START SUPPLIED INFORMATION

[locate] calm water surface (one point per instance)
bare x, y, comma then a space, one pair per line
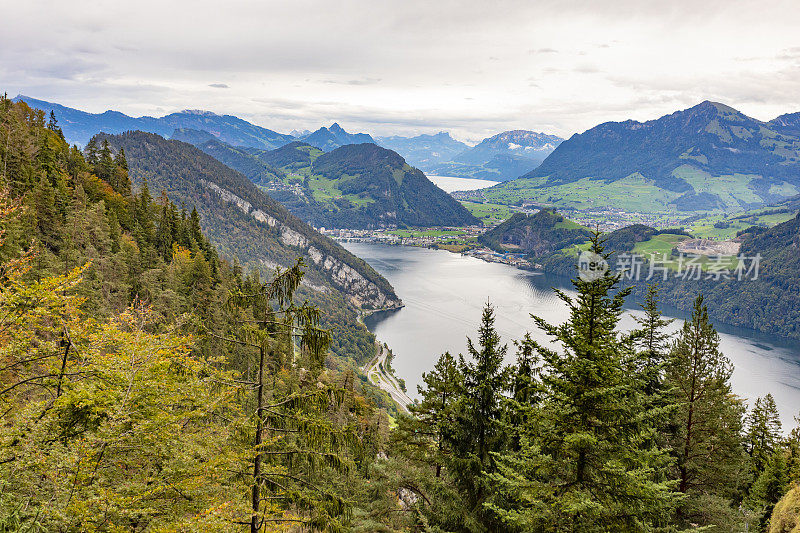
451, 183
444, 294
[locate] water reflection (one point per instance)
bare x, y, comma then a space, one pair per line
444, 294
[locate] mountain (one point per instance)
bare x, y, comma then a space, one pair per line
788, 124
79, 126
708, 157
536, 235
240, 159
424, 151
331, 138
359, 186
520, 143
293, 156
770, 303
248, 226
502, 157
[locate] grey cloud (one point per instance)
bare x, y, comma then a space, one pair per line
361, 81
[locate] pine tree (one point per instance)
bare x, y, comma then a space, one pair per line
476, 432
293, 438
589, 463
770, 486
92, 152
653, 344
435, 414
763, 432
708, 419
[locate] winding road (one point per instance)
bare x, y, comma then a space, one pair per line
376, 372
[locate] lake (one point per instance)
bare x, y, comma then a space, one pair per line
444, 294
451, 183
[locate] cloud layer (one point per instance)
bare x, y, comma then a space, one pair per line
474, 68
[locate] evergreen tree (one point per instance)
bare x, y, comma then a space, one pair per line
52, 125
476, 432
763, 432
92, 152
770, 486
708, 418
589, 463
435, 414
653, 344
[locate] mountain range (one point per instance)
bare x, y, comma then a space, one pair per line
249, 227
79, 126
705, 158
502, 157
331, 138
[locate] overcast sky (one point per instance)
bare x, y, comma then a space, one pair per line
473, 68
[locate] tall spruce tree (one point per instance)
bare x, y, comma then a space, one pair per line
476, 431
763, 432
708, 421
653, 343
588, 463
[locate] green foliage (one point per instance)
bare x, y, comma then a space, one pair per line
708, 419
538, 235
363, 186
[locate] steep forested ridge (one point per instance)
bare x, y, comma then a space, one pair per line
145, 383
361, 186
705, 157
246, 224
538, 235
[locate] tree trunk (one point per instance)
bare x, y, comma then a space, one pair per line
255, 525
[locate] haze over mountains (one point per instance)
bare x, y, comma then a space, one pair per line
502, 157
707, 157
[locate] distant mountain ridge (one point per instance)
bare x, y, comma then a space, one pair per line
358, 186
335, 136
502, 157
425, 151
79, 126
682, 151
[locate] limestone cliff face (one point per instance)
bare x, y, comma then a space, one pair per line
362, 292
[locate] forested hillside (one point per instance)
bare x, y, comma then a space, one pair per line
248, 225
145, 383
355, 186
537, 235
705, 158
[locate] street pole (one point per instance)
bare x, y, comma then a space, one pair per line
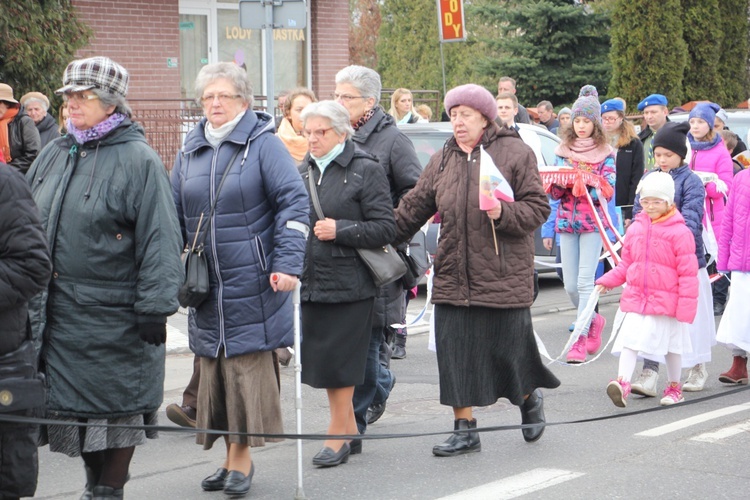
269, 56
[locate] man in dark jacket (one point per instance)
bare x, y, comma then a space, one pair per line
36, 105
21, 144
358, 90
24, 271
508, 84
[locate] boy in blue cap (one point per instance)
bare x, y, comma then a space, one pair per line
655, 111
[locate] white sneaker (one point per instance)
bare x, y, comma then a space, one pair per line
645, 384
697, 377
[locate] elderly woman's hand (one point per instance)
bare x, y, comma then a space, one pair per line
281, 282
494, 213
325, 230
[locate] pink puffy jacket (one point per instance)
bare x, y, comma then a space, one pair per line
660, 269
715, 160
734, 245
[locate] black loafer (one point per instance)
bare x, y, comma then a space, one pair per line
237, 484
532, 412
329, 458
355, 446
215, 482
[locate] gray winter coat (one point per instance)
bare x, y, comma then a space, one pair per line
380, 137
115, 245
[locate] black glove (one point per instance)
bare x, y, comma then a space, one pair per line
153, 333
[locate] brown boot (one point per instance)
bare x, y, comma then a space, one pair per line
737, 374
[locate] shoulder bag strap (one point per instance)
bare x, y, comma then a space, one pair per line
218, 190
314, 193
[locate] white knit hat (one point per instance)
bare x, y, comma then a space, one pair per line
657, 185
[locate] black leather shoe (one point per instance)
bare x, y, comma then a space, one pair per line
329, 458
532, 412
184, 416
237, 484
459, 444
215, 482
107, 493
355, 446
91, 480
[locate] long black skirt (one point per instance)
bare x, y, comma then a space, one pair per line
335, 339
485, 354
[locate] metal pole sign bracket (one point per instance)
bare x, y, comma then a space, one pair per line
451, 20
286, 14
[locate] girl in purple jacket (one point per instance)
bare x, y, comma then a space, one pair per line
661, 297
584, 146
734, 255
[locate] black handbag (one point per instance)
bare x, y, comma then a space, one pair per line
384, 264
417, 260
195, 289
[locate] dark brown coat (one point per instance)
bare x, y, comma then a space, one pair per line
467, 271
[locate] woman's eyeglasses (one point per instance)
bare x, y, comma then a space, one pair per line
79, 98
223, 98
345, 97
319, 134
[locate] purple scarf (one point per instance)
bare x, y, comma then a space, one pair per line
97, 131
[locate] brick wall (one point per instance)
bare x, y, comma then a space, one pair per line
329, 31
140, 35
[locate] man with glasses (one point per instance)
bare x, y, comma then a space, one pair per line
358, 90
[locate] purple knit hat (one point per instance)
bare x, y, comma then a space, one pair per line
587, 105
706, 111
473, 96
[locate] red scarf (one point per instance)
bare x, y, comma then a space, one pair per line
4, 139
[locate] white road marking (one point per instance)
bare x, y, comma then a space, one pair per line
733, 430
516, 486
687, 422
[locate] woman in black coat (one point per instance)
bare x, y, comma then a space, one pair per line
24, 271
338, 294
629, 157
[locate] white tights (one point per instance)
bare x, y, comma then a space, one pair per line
629, 357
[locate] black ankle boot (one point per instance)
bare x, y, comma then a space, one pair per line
532, 412
458, 444
91, 480
107, 493
399, 346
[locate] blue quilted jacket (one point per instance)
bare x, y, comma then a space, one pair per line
259, 227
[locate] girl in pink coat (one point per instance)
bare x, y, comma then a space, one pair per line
710, 155
661, 297
734, 255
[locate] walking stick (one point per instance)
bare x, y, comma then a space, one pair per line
300, 493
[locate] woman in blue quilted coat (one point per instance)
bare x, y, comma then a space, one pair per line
255, 244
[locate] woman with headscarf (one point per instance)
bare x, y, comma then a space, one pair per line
19, 138
482, 292
290, 127
402, 107
115, 243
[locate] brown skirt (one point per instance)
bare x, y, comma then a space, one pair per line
239, 394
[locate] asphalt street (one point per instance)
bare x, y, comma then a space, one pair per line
591, 449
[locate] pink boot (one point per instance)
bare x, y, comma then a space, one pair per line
577, 352
594, 341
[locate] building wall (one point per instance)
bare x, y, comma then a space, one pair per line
140, 35
329, 32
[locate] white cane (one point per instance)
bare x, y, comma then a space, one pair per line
300, 493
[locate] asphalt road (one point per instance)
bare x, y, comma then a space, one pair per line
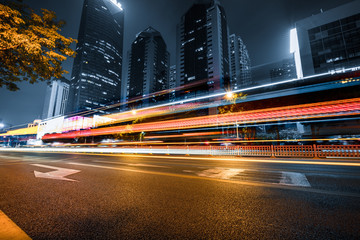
83, 196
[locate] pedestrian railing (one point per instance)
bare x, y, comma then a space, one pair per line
304, 151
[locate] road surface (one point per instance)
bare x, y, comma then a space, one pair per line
104, 196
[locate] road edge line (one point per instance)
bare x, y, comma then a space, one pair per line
9, 230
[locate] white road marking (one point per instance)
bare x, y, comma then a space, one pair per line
59, 174
222, 173
294, 179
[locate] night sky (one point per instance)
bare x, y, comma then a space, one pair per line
263, 25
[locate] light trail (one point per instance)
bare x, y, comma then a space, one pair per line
305, 111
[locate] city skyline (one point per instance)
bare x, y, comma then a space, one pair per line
287, 14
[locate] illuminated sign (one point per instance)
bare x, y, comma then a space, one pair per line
295, 49
117, 4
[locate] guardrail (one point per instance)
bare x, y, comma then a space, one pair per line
303, 151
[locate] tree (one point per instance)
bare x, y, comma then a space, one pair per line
31, 46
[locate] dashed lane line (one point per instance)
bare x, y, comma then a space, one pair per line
9, 230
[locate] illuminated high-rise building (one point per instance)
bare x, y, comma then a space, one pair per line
203, 49
148, 67
56, 98
328, 41
240, 64
172, 83
96, 75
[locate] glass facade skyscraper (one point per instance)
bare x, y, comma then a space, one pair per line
96, 75
240, 64
148, 66
202, 48
329, 41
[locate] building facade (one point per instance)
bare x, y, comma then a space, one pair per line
148, 70
240, 64
283, 70
96, 75
329, 41
172, 83
56, 98
203, 48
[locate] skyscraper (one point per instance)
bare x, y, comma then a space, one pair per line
240, 64
329, 41
56, 98
172, 82
202, 48
148, 66
96, 75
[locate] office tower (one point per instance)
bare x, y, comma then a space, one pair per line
148, 67
240, 64
203, 49
172, 83
329, 41
56, 98
96, 75
283, 70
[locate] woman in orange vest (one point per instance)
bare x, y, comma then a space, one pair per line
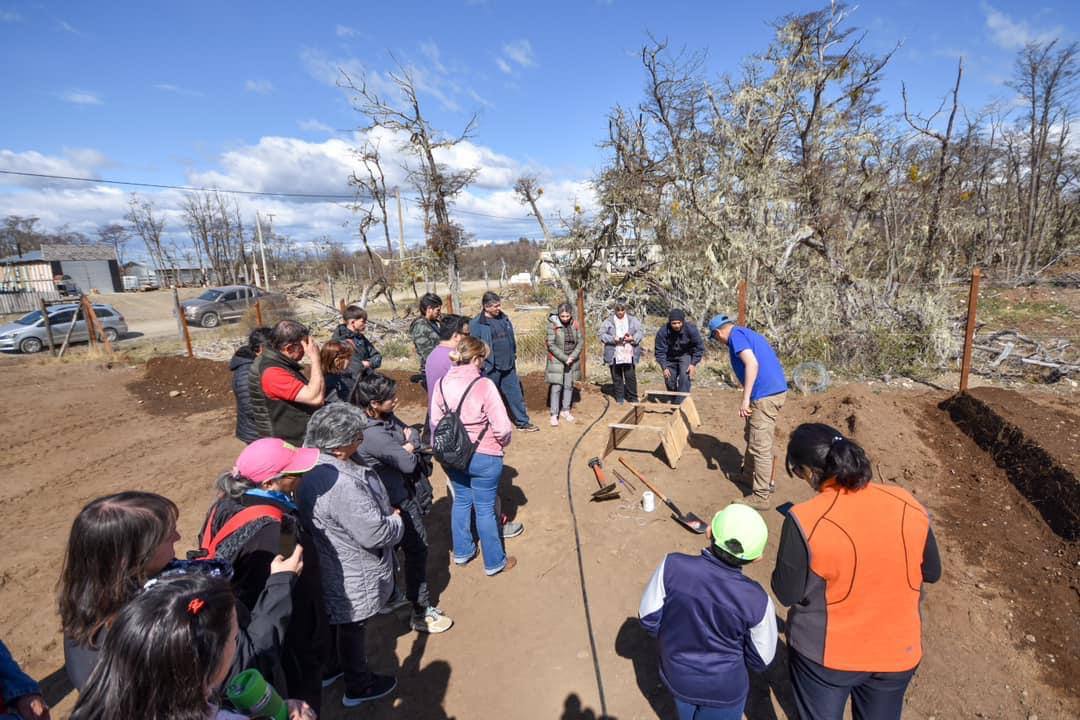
851, 565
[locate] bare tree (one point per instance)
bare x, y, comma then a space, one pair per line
148, 225
404, 116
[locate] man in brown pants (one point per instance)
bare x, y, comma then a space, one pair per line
765, 390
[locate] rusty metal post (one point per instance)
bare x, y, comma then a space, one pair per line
742, 303
969, 334
584, 335
49, 326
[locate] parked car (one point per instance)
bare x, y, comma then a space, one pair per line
225, 302
28, 334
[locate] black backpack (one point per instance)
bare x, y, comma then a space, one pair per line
449, 442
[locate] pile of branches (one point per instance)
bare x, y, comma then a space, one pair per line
1008, 352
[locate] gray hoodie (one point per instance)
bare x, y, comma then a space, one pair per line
354, 530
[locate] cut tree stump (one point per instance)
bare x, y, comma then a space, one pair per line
673, 430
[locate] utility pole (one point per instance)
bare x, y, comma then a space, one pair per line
262, 252
401, 225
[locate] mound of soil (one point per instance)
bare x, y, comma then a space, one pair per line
184, 385
1035, 445
1038, 572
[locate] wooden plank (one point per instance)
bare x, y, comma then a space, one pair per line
690, 409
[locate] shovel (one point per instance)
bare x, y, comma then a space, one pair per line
689, 520
607, 490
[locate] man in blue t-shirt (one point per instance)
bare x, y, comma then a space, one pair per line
765, 390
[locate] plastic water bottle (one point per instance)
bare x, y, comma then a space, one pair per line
254, 696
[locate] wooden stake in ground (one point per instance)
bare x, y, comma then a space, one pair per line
181, 322
94, 324
49, 325
67, 336
969, 334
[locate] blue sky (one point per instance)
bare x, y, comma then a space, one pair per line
241, 94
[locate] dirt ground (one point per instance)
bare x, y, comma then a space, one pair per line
1000, 628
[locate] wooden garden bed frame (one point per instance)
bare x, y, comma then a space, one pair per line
673, 434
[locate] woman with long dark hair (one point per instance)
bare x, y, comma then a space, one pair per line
167, 654
117, 543
851, 565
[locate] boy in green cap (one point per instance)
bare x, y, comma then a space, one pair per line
711, 621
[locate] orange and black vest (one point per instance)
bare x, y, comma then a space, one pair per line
861, 610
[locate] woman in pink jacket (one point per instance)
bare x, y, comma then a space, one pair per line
485, 417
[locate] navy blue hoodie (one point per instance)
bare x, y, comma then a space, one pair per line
712, 623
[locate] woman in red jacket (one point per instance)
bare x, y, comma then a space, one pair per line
851, 566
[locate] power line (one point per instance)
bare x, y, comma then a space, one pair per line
262, 193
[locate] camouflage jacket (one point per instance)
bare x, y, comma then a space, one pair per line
424, 336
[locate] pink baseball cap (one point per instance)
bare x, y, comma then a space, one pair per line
270, 457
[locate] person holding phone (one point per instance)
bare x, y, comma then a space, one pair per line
254, 520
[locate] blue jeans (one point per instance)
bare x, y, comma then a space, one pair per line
687, 711
510, 386
474, 491
679, 382
821, 693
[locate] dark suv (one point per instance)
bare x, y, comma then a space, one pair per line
225, 302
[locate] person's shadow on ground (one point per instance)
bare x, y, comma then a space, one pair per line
572, 709
637, 646
718, 454
511, 496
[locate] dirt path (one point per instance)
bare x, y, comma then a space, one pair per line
520, 647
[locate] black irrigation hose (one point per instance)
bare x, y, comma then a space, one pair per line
581, 567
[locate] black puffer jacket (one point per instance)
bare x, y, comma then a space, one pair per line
240, 365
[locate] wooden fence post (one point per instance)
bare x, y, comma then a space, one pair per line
969, 335
96, 330
742, 303
584, 335
181, 322
91, 330
49, 326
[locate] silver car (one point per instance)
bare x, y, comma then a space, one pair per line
27, 334
226, 302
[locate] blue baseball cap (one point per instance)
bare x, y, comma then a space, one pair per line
716, 322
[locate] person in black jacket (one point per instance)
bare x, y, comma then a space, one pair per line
255, 520
678, 349
350, 333
241, 365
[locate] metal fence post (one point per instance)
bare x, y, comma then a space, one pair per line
969, 335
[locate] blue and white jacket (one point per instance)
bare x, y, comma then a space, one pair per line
712, 623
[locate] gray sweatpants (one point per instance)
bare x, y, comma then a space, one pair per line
567, 392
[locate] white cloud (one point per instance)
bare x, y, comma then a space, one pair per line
312, 125
1013, 35
288, 164
80, 97
73, 162
259, 86
170, 87
521, 52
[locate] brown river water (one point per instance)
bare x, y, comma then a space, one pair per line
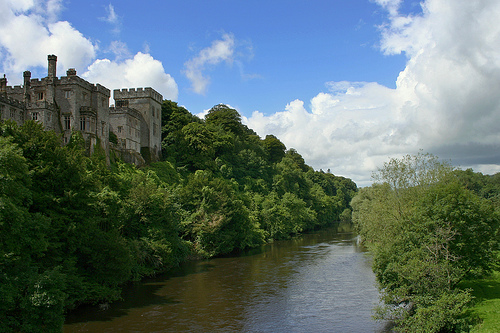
318, 282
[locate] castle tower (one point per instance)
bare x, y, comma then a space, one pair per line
52, 65
27, 86
148, 102
3, 86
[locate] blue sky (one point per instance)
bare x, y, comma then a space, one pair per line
348, 83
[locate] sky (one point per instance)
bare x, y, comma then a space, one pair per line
347, 83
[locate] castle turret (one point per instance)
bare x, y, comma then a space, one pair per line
52, 65
51, 78
27, 85
3, 86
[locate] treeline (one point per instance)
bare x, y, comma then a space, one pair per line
429, 228
74, 229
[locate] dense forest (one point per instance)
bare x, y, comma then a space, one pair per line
430, 228
74, 228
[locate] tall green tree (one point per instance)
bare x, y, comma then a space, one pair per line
426, 233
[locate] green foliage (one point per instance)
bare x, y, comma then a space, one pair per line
74, 229
427, 233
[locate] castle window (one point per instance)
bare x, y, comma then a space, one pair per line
121, 103
85, 124
67, 122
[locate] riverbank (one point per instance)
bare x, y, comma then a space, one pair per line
487, 307
318, 282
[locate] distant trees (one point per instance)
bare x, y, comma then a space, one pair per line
427, 233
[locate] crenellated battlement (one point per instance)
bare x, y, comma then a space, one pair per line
138, 93
11, 101
41, 105
72, 103
14, 90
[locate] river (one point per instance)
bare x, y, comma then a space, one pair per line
318, 282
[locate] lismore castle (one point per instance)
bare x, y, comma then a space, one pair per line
70, 103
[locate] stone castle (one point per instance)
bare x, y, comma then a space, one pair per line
70, 103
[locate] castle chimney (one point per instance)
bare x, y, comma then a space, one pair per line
52, 65
27, 85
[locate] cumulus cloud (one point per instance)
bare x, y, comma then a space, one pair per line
140, 71
446, 100
29, 31
221, 50
112, 18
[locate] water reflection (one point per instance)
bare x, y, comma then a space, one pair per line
320, 282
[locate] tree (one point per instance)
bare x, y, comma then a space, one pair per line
275, 149
227, 118
426, 233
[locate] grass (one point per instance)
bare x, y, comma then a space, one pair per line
487, 307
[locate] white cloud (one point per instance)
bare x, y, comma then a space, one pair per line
112, 18
140, 71
220, 51
446, 100
29, 31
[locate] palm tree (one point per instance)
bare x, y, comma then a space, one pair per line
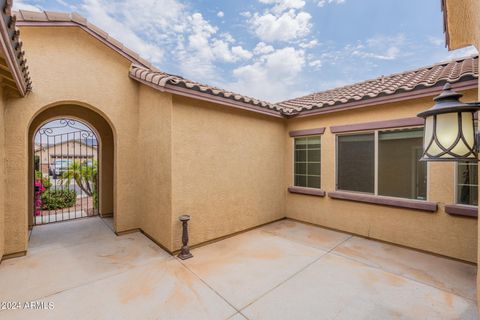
84, 175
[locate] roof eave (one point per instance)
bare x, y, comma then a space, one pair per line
209, 98
11, 56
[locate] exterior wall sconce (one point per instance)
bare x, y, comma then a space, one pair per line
185, 251
449, 133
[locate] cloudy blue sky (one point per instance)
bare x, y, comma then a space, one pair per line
272, 49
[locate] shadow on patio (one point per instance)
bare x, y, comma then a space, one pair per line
285, 270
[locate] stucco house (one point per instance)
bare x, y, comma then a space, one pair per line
66, 151
345, 158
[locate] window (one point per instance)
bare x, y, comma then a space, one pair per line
383, 162
307, 162
467, 183
400, 174
356, 163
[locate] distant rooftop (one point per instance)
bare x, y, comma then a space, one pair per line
462, 69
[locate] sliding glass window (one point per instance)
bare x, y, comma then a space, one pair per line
383, 163
356, 163
400, 173
307, 162
467, 183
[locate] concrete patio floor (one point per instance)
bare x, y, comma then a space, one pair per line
284, 270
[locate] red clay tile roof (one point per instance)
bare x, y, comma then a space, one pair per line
12, 47
176, 84
454, 71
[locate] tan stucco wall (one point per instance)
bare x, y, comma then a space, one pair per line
227, 167
2, 173
463, 23
71, 66
435, 232
155, 114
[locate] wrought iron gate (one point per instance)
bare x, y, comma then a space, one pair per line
66, 173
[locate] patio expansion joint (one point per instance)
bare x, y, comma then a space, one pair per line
349, 236
325, 253
114, 274
96, 280
215, 291
373, 266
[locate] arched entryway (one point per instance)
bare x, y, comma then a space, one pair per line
71, 167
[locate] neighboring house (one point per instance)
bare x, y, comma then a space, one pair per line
344, 158
71, 150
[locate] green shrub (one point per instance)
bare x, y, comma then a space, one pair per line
58, 199
45, 181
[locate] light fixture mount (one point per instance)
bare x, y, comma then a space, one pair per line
449, 133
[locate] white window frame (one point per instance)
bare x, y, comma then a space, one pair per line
293, 161
375, 134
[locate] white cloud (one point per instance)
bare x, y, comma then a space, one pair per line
315, 63
309, 44
285, 27
262, 48
100, 13
322, 3
241, 53
380, 47
282, 5
167, 26
272, 77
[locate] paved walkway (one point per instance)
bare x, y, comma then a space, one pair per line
285, 270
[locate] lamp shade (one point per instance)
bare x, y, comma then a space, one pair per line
449, 133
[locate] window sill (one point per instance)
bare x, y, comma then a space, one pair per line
385, 201
307, 191
462, 210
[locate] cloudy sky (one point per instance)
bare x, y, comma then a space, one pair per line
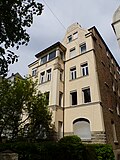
57, 15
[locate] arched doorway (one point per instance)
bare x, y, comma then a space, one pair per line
81, 128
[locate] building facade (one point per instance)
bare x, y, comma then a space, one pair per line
82, 79
116, 24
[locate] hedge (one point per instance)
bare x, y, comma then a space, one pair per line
68, 148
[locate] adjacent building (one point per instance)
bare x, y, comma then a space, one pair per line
116, 24
82, 81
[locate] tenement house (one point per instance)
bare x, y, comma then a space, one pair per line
82, 81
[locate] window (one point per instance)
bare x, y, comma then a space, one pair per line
113, 86
47, 94
48, 75
52, 55
44, 59
118, 109
60, 98
75, 35
62, 55
83, 48
73, 73
84, 69
69, 38
34, 72
114, 132
61, 75
86, 95
73, 98
81, 128
42, 77
72, 52
60, 129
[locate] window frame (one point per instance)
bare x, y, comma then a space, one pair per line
72, 102
60, 99
69, 38
73, 73
75, 35
48, 75
54, 55
42, 77
82, 46
84, 69
73, 52
34, 72
84, 96
42, 62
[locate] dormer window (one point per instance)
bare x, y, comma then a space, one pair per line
52, 55
48, 57
75, 35
69, 38
83, 48
34, 72
44, 59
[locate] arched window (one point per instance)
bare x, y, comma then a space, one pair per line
81, 128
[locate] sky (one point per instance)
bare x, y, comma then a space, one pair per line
50, 27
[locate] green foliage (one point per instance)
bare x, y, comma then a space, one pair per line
15, 17
104, 152
71, 148
23, 111
70, 139
61, 151
100, 152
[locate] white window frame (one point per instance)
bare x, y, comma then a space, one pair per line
69, 38
41, 62
48, 75
75, 35
72, 52
42, 77
84, 69
73, 73
83, 93
34, 72
60, 99
71, 98
118, 109
81, 48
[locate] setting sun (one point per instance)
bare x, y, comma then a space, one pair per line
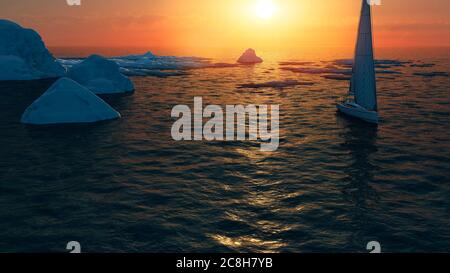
265, 9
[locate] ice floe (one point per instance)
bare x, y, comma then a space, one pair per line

END SUPPLIED INFORMATION

— GIVEN INSTRUCTION —
Beginning with the line containing "[locate] arched window" and ending with the last line of the material, output each line exactly; do not include pictures.

— ANSWER TO THE EXERCISE —
[locate] arched window (one point per instance)
bare x, y, comma then a space, one pair per line
81, 128
[locate] sky (one point per instance)
bare x, y, comma then a space, one pair per line
50, 27
[locate] green foliage (one point per instance)
bare x, y, comma then a space, one pair per line
15, 17
104, 152
71, 148
23, 111
70, 139
61, 151
100, 152
[locate] white window frame (one point per instance)
bare x, y, comma then a space, one pair per line
69, 38
41, 62
48, 75
75, 35
72, 52
42, 77
84, 69
73, 73
83, 93
34, 72
60, 99
71, 98
118, 109
81, 48
[locate] setting sun (one point per instance)
bare x, y, comma then a space, one pair per line
265, 9
[locate] ice floe (one point per instance)
bare x, y, comma then a space, one pair per line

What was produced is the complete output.